** START Given passage **

Indexing is one of the principal features that distinguish a database from a simple file system. In a file system, searching for a specific element value usually requires scanning through the whole document set and parsing all the documents. A database system, in contrast, can organize much more efficient access paths by means of indexes.
Tamino can index attributes and simple elements as well as complex elements, and it allows two different categories of index: standard index and text index. Within these categories, various mechanisms can be used, which give rise to simple indexes, multi-path indexes, compound indexes and reference indexes.
Tamino's annotations (see Tamino Annotations in XMLSchema::Node Level Definitions) also indicate whether or not document nodes should be indexed, and which type of indexing is to be used:
- Standard Indexing
Standard indexes are the classical database indexes. The complete node content is used as the index value. When a document is stored or updated, Tamino inserts standard indexes into a specific index, enabling efficient queries. Tamino can index all XML Schema datatypes.
- Text Indexing
Here, Tamino analyzes the content of an indexed node word by word and stores the individual words in an index. We discuss this technique in more detail in Text Retrieval.
- Standard and Text Indexing
This may be required in special cases but should, in general, be avoided because of the high overhead.
Indexes can be declared for attributes and for leaf elements, but also
for elements that contain child elements. In the latter case the index is
constructed from the concatenated text of the element and its child elements,
i.e. from the result of the text()
function applied to that
element. For example, if we had:
<name><first>Louis</first><last>Armstrong</last></name>
and declared an index for <name>
, the string
"LouisArmstrong" would be used as index value.
The way in which the markup is treated in a given database
can be controlled by setting the database property markup as
delimiter
. This can be done using the Tamino Manager. If the
property is set to "yes", markup is treated as a
delimiter for text (i.e. it is handled like white space). If it is set to
"mixed", markup is not treated as a delimiter in
mixed-content elements. If the property is set to the default value
"no", markup is not treated as a delimiter.
Indexes are not necessarily required to perform queries. Tamino can interpret any valid query expression, even if an index is not defined. However, this can be costly. For example, the query
jazzMusician[@ID="ColtraneJohn"]
would require Tamino to read all
jazzMusician
instances, parse them to extract the attribute
ID
, and compare the ID
attribute value of each
document with the search string. This may be practicable if we have only a
small document base with half a dozen documents, but is out of the question if
our database contains thousands of jazzMusician
instances.
In contrast, if the attribute ID
is declared as an index,
Tamino would only read and parse those
jazzMusician
documents that have
"ColtraneJohn" as the value of the attribute
ID
.

** END Given passage **
** START Material provided **

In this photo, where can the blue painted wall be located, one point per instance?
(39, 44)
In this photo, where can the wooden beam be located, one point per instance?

** END Material provided **

_Exercise task_: Pick up the text on Tamino indexing right after its last sentence and write the next few paragraphs. The listing has nothing to do with the text on Tamino indexing.

_The response_:
So far, we have only discussed indexes for document nodes that are defined in the schema. But what about markup that is not defined in the schema but only appears in individual document instances, for example in a wildcard? Can Tamino apply indexing to these document extensions as well?
The answer is yes. The optional element
tsd:physical/tsd:structureIndex
in the tsd:doctype
declaration allows Tamino to add nodes found in
document instances to its internal repository, and thus to execute queries
using such nodes much faster.
For example, the document instance:
<?xml version="1.0"?> <jazzMusician xmlns="http://www.softwareag.com/tamino/doc/examples/models/jazz/encyclopedia" type="instrumentalist" ID="GillespieDizzy"> <name> <first>Dizzy</first> <last>Gillespie</last> </name> <birthDate>1917-10-21</birthDate> <deathDate>1993-01-06</deathDate> </jazzMusician>
contains an element that was not declared in the schema:
deathDate
. Without the structureIndex
property, a
query on deathDate
would take a long time, but setting
structureIndex
to "FULL" or
"CONDENSED" speeds up the query considerably. The
difference between "FULL" and
"CONDENSED" is that
"CONDENSED" only remembers that an element
deathDate
is used in at least one instance of this document type.
In contrast, "FULL" remembers in which
documents such an element exists. This requires more memory but may make the
query even faster when only a few documents contain this element.
The query jazzMusician[deathDate="1959-07-17"]
, for
example, would have the following effect:
structureIndex="NO"
A full scan of all
jazzMusician
instances is required.structureIndex="CONDENSED"
If no
jazzMusician
instance has a nodejazzMusician/deathDate
then the query can be answered quickly (no object returned). If at least one instance has a nodejazzMusician/deathDate
then it is still necessary to scan alljazzMusician
instances in order to answer the query.structureIndex="FULL"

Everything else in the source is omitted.